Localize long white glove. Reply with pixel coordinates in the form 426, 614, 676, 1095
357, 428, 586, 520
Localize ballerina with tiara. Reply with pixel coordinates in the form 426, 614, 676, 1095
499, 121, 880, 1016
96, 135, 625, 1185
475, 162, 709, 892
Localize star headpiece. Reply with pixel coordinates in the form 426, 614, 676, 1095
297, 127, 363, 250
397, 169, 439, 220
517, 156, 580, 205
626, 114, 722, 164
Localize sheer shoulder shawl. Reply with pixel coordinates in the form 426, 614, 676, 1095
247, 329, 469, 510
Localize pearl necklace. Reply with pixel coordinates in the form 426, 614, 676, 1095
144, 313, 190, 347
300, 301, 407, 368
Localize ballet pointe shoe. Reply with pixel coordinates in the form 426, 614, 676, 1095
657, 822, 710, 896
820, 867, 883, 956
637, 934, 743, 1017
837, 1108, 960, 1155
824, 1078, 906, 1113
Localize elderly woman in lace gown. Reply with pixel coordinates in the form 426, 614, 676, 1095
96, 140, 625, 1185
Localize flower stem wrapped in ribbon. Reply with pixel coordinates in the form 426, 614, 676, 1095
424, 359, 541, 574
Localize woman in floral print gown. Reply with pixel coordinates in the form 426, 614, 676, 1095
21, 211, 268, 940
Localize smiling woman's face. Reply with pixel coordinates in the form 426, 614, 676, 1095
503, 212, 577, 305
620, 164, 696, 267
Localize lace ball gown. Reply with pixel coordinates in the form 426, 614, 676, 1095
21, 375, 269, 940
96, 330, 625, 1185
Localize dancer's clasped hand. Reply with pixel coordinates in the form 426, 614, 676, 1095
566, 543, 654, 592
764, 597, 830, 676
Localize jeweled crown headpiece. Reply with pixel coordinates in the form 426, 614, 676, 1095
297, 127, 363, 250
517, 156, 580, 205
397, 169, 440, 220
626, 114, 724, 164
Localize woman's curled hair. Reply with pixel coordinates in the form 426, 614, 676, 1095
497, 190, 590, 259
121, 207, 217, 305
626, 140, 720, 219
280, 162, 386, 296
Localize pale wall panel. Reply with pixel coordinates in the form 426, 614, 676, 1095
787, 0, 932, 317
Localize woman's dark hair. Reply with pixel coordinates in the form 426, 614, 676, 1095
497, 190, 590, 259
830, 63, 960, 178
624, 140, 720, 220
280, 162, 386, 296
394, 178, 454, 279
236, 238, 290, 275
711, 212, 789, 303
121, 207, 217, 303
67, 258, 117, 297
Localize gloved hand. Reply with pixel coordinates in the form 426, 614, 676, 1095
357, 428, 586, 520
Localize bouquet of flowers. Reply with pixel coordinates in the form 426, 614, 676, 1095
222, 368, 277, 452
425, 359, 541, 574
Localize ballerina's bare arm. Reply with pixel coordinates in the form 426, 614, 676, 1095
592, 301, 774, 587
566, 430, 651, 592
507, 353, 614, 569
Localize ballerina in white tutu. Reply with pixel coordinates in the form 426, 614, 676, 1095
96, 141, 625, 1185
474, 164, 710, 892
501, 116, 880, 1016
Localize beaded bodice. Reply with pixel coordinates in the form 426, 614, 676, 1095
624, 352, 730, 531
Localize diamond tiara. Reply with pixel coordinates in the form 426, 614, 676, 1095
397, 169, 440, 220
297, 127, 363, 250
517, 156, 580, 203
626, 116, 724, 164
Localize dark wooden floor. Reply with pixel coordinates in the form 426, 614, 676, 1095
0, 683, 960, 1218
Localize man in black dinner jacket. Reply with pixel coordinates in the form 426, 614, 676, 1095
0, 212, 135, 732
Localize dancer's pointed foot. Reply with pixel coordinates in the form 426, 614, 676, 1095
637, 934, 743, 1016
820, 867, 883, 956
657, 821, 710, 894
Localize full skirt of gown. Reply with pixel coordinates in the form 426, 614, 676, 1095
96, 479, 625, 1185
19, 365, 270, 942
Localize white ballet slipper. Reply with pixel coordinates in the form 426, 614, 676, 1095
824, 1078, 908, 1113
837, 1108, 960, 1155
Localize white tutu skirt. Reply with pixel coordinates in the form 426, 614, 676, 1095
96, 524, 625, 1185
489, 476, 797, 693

---+---

▶ Schriftliche Aufgabe:
Gib sämtliche Zeilen oben Wort für Wort und ohne jede Änderung wieder.

▶ Ergebnis siehe unten:
Localize long white glove. Reply with pixel coordinates in the form 426, 614, 676, 1095
357, 428, 586, 520
Localize ballerina with tiara. Reply with pixel coordinates in the form 426, 614, 676, 1095
499, 121, 880, 1016
96, 135, 625, 1185
475, 162, 709, 892
Localize star headpiece. Reply with pixel coordinates in the form 426, 614, 676, 1095
297, 127, 363, 250
397, 169, 439, 220
517, 156, 580, 205
626, 114, 722, 164
Localize sheer shoulder shawl. Reply with pixel coordinates in the form 426, 614, 676, 1095
247, 329, 469, 510
Localize pearl necklace. Reply with pixel coordinates in the form 426, 614, 676, 1095
144, 313, 190, 347
300, 301, 407, 368
Localize ballet pointe shoe. Reply with pixel coordinates in the form 426, 614, 676, 1095
657, 822, 710, 896
820, 867, 883, 956
637, 934, 743, 1017
837, 1108, 960, 1155
824, 1078, 906, 1113
Localize elderly woman in lace gown. Reply with pixel coordinates in the form 426, 614, 676, 1095
96, 140, 625, 1185
Localize flower stem wrapped in ribbon. Reply with pixel coordinates in the form 426, 614, 676, 1095
424, 359, 541, 574
Localize woman in floral print gown. Reply with pixel coordinates in the form 426, 614, 676, 1095
21, 211, 268, 940
Localize smiling woman's face. Reply with pixel coordinates in the form 426, 614, 676, 1095
503, 212, 577, 305
620, 164, 696, 267
Localize lace ball gown. Reply with pixel coordinates in the form 426, 614, 676, 1095
21, 375, 269, 940
96, 330, 625, 1185
Localize dancer's clasped hand. Reply with pixel coordinates in the form 426, 614, 676, 1095
566, 543, 654, 592
764, 597, 830, 676
Localize jeweled crown headpiece. Reply with pixel coordinates in the form 426, 614, 676, 1095
297, 127, 363, 250
517, 156, 580, 205
397, 169, 440, 220
626, 114, 724, 164
Localize woman's curled hair. Reply with pixel coordinates in the form 426, 614, 676, 1095
497, 190, 590, 259
121, 207, 217, 305
626, 140, 720, 219
280, 162, 386, 296
Localize pale wall panel. Reply with pixel coordinates in the form 426, 614, 676, 1095
787, 0, 932, 317
Localize woman's dark hair. Reply with pixel coordinates in the form 426, 614, 676, 1095
497, 190, 590, 259
830, 63, 960, 178
624, 140, 720, 220
280, 162, 386, 296
394, 178, 454, 279
236, 238, 290, 275
711, 212, 789, 303
121, 207, 217, 303
67, 258, 117, 297
Localize gloved hand. Reply with pixel coordinates in the form 426, 614, 676, 1095
357, 428, 586, 520
Localize bouquet of flowers. Reply with pixel coordinates in the form 426, 614, 676, 1095
222, 368, 277, 452
425, 359, 541, 574
Localize ballerina's bare arm. Reply with pixel coordinates in the form 426, 614, 676, 1095
592, 301, 774, 587
566, 430, 651, 592
507, 353, 614, 569
Localize ballerina in white tutu. Reply with pixel coordinates in the form 426, 614, 676, 1095
96, 141, 625, 1185
474, 164, 710, 892
501, 116, 880, 1016
Localize beaded bodice. Reply with pixel coordinates in the form 426, 614, 676, 1095
624, 352, 730, 531
Localize diamond tiara. Reply with pixel coordinates in the form 426, 614, 676, 1095
397, 169, 440, 220
297, 127, 363, 250
517, 156, 580, 203
626, 116, 724, 164
Localize dark wooden floor. Reply with pixel coordinates in the form 426, 614, 676, 1095
0, 683, 960, 1218
Localize man in black dinner jacket. Reply with pixel coordinates in the form 426, 614, 676, 1095
0, 212, 135, 732
Localize dancer's pointed foot. Reply with pixel coordinates in the form 426, 614, 676, 1095
637, 934, 743, 1016
820, 867, 883, 956
657, 821, 710, 894
Localize full skirt of gown. Reply with pixel coordinates in the form 426, 614, 676, 1095
96, 479, 625, 1185
19, 365, 270, 942
Localize white ballet slipper. Reply with pixel coordinates in the form 426, 614, 676, 1095
824, 1078, 908, 1113
837, 1108, 960, 1155
Localize white tutu skirt. Reply with pixel coordinates in the form 426, 614, 676, 1095
96, 524, 625, 1185
489, 476, 797, 693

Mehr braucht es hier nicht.